- [YOUR GOAL]
Among the entries that follow, the required portion opens with the line containing "of the yellow" and closes with the line containing "Target: yellow wheel rim". Give that portion again exactly, and nothing else.

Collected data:
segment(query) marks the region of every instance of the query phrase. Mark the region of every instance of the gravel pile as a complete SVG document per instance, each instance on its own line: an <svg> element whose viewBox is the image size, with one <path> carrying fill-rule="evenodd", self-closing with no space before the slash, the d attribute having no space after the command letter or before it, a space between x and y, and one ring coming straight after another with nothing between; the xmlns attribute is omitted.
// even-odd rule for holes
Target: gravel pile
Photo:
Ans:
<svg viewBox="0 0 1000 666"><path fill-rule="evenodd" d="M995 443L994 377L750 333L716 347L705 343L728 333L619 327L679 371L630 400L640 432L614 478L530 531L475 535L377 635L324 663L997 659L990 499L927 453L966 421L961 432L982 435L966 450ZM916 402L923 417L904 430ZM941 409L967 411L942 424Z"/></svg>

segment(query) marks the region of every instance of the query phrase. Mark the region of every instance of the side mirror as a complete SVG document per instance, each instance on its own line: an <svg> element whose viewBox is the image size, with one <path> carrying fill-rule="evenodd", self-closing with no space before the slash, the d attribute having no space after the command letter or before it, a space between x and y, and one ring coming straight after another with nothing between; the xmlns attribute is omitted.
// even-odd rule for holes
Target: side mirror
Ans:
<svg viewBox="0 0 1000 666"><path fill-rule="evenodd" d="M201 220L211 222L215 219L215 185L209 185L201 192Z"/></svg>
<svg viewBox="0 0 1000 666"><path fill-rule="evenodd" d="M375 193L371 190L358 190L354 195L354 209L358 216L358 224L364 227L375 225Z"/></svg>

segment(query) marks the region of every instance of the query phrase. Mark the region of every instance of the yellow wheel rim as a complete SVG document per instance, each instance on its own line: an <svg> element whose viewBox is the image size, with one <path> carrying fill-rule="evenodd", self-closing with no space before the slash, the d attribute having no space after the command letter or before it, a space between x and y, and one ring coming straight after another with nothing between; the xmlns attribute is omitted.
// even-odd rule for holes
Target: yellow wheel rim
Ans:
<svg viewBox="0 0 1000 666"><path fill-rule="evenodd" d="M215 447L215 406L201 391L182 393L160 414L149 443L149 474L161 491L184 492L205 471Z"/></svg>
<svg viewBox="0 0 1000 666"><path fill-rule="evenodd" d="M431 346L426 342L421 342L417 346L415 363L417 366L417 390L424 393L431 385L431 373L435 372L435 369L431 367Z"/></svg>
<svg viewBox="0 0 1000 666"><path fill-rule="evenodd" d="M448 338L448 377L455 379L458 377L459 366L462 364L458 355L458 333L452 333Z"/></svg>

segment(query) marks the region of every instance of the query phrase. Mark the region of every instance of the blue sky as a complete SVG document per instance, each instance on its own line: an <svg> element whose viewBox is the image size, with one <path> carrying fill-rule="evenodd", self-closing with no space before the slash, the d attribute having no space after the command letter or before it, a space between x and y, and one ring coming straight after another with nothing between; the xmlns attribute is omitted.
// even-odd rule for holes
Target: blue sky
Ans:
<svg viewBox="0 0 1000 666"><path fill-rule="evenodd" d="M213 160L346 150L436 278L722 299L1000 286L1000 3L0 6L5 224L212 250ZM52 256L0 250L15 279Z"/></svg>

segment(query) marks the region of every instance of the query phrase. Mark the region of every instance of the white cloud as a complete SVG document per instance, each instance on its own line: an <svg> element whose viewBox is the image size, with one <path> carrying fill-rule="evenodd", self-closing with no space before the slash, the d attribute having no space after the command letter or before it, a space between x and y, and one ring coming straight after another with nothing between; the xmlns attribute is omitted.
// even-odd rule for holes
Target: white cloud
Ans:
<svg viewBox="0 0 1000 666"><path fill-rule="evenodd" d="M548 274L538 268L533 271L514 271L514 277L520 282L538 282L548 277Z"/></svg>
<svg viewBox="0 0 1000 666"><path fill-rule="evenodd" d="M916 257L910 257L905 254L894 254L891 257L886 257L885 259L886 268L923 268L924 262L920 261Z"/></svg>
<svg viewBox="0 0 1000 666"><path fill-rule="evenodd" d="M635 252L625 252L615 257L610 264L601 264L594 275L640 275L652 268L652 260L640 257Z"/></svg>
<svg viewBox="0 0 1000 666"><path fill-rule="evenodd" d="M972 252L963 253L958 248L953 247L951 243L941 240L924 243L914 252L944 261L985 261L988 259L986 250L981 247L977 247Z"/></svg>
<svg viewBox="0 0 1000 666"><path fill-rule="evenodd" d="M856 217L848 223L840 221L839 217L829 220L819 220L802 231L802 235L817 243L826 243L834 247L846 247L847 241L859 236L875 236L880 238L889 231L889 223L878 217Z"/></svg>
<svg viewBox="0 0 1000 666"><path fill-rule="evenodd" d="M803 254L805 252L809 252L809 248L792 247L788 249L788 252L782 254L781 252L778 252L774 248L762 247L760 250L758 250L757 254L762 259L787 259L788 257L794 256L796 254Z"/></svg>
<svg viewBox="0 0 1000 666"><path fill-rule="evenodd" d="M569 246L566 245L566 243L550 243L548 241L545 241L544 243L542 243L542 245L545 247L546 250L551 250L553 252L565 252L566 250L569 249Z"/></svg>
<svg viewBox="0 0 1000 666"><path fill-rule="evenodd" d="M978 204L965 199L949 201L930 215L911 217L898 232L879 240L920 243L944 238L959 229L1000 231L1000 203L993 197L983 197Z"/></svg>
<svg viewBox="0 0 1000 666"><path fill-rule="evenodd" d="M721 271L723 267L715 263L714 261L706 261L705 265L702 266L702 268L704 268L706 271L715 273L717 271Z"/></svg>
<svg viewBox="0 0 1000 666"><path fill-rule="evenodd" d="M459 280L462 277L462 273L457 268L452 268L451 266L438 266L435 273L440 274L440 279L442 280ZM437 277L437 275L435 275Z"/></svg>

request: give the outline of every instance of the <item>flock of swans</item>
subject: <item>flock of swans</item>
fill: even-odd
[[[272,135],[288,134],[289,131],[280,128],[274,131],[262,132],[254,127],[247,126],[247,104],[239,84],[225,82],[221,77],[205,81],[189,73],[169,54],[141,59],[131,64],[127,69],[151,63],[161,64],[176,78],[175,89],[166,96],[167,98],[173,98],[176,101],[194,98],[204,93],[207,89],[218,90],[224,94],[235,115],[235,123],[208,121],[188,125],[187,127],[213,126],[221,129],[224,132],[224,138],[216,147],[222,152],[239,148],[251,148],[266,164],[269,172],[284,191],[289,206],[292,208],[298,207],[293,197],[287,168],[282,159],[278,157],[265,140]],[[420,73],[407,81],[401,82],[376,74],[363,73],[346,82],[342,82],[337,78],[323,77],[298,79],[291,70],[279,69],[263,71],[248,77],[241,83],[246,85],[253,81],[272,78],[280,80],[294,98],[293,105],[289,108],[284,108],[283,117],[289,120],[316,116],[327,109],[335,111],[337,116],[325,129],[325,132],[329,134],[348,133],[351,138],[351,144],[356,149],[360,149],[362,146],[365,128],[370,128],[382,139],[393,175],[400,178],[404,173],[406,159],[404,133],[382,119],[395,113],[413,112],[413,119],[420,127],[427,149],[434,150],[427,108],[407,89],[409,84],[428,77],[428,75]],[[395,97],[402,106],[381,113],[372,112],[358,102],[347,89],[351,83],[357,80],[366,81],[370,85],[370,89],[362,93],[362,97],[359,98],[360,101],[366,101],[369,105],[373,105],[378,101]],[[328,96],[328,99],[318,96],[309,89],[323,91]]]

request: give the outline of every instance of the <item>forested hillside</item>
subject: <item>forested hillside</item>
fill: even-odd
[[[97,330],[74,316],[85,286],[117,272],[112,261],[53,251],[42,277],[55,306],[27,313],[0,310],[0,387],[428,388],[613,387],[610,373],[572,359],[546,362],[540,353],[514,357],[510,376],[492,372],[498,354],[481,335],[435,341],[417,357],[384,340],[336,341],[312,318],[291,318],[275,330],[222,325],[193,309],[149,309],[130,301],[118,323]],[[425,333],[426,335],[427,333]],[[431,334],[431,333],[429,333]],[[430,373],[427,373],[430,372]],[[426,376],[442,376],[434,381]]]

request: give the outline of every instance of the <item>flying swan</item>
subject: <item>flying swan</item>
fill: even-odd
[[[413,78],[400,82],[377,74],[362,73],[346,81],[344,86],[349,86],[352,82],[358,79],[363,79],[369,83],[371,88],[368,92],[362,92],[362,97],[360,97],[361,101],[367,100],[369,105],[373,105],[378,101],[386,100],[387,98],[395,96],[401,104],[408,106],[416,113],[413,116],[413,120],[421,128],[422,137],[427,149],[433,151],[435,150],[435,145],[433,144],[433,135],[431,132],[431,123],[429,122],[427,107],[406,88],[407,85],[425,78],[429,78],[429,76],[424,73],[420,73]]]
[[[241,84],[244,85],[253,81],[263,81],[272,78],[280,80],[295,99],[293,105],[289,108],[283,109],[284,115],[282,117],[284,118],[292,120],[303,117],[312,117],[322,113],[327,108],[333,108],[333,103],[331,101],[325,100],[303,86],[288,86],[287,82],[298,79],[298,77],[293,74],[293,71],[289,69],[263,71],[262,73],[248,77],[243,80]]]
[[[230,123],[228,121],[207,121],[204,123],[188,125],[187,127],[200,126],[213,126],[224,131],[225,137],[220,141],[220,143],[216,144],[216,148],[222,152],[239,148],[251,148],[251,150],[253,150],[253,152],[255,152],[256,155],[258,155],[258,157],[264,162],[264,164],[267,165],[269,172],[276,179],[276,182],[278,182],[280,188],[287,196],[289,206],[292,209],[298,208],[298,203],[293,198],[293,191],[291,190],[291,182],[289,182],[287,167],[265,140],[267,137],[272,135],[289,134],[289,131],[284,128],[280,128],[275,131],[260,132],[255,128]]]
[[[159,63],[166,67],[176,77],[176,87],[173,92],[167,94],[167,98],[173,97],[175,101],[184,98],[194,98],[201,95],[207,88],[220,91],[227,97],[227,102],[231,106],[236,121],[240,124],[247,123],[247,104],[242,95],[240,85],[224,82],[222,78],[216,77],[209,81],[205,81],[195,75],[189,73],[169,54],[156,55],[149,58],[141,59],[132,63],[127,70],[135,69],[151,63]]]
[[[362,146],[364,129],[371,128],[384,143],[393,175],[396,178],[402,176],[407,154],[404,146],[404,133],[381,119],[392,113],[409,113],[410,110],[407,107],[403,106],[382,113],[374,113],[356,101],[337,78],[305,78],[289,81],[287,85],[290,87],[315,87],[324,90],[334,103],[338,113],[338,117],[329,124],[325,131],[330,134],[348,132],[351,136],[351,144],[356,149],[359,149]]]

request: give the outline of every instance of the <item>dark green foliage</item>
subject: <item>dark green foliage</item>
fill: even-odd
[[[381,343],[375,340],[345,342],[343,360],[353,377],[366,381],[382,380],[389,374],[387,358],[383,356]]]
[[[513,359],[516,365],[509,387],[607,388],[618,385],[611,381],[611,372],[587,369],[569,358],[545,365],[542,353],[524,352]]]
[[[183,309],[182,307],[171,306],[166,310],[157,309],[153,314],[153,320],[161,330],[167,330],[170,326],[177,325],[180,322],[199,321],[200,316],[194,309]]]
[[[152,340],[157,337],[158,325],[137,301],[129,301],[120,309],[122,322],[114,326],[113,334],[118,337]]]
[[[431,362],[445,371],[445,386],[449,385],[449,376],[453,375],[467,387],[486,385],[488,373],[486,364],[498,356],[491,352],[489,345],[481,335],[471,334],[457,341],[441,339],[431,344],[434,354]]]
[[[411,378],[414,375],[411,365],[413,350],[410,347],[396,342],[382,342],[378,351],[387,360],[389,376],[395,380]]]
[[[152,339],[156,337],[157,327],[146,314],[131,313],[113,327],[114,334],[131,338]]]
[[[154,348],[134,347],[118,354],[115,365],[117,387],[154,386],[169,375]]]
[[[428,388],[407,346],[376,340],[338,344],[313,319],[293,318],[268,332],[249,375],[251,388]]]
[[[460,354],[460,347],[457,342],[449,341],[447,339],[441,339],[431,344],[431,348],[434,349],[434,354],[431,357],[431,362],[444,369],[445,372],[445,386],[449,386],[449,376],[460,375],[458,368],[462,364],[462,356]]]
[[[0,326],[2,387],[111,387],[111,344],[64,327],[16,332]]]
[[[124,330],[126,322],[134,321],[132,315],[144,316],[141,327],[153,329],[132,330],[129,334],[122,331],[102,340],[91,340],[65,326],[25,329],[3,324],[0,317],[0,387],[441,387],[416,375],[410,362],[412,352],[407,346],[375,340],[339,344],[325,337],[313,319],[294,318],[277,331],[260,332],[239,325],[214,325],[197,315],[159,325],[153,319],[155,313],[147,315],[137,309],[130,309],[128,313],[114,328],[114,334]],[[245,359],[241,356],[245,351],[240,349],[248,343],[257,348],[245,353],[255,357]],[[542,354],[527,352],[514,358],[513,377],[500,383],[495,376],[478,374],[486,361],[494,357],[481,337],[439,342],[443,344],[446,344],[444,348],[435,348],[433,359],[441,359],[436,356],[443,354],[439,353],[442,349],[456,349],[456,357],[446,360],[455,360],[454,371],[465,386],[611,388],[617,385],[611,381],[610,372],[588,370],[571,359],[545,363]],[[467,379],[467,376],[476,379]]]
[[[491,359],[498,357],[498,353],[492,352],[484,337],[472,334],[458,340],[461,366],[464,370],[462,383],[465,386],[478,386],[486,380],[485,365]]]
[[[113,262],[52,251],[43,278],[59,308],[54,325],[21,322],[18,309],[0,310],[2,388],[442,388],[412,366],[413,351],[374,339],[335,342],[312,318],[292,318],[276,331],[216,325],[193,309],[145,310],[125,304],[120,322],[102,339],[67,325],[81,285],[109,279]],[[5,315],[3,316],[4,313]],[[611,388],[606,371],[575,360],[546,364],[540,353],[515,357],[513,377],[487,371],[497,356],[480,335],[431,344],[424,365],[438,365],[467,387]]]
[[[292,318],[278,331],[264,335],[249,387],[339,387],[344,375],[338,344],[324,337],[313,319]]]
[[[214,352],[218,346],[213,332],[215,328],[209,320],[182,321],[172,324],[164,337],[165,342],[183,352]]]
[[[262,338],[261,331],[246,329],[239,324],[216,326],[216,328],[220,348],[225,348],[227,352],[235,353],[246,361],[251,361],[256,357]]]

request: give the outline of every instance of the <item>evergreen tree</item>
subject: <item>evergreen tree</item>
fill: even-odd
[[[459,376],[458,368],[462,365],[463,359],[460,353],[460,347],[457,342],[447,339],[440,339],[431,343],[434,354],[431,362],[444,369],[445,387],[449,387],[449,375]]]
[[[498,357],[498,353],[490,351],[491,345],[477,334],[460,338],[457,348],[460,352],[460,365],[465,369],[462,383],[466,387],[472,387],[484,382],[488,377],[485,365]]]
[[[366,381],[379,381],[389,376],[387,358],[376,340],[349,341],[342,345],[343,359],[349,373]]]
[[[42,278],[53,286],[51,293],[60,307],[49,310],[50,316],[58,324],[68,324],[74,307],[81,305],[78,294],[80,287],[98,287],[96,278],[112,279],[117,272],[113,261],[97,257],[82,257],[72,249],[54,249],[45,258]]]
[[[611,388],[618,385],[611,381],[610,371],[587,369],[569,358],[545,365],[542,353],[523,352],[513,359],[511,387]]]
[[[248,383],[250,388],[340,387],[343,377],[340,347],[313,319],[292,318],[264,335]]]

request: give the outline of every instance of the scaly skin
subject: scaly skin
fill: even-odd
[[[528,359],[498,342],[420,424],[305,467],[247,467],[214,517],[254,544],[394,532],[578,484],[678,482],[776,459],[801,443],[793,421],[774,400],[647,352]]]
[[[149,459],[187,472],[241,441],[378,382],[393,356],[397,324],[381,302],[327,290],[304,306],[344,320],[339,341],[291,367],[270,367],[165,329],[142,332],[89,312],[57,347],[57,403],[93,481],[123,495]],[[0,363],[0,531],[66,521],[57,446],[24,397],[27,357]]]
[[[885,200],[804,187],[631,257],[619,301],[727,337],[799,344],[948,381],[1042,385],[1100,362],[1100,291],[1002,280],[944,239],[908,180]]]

- [OUTPUT OF THE TASK]
segment(query) marks the region of every instance of the query phrase. Mark the region of every instance of the yellow wheel rim as a complete SVG document per instance, each instance on its own line: an <svg> element whose viewBox is the image size, with one <path> carrying fill-rule="evenodd", self-closing with no space before the slash, the d attribute having no space after the command letter or before it, a space between x and y, and one ring coming straight after another with nothing between; the xmlns attribute is omitted.
// even-odd rule for holes
Target: yellow wheel rim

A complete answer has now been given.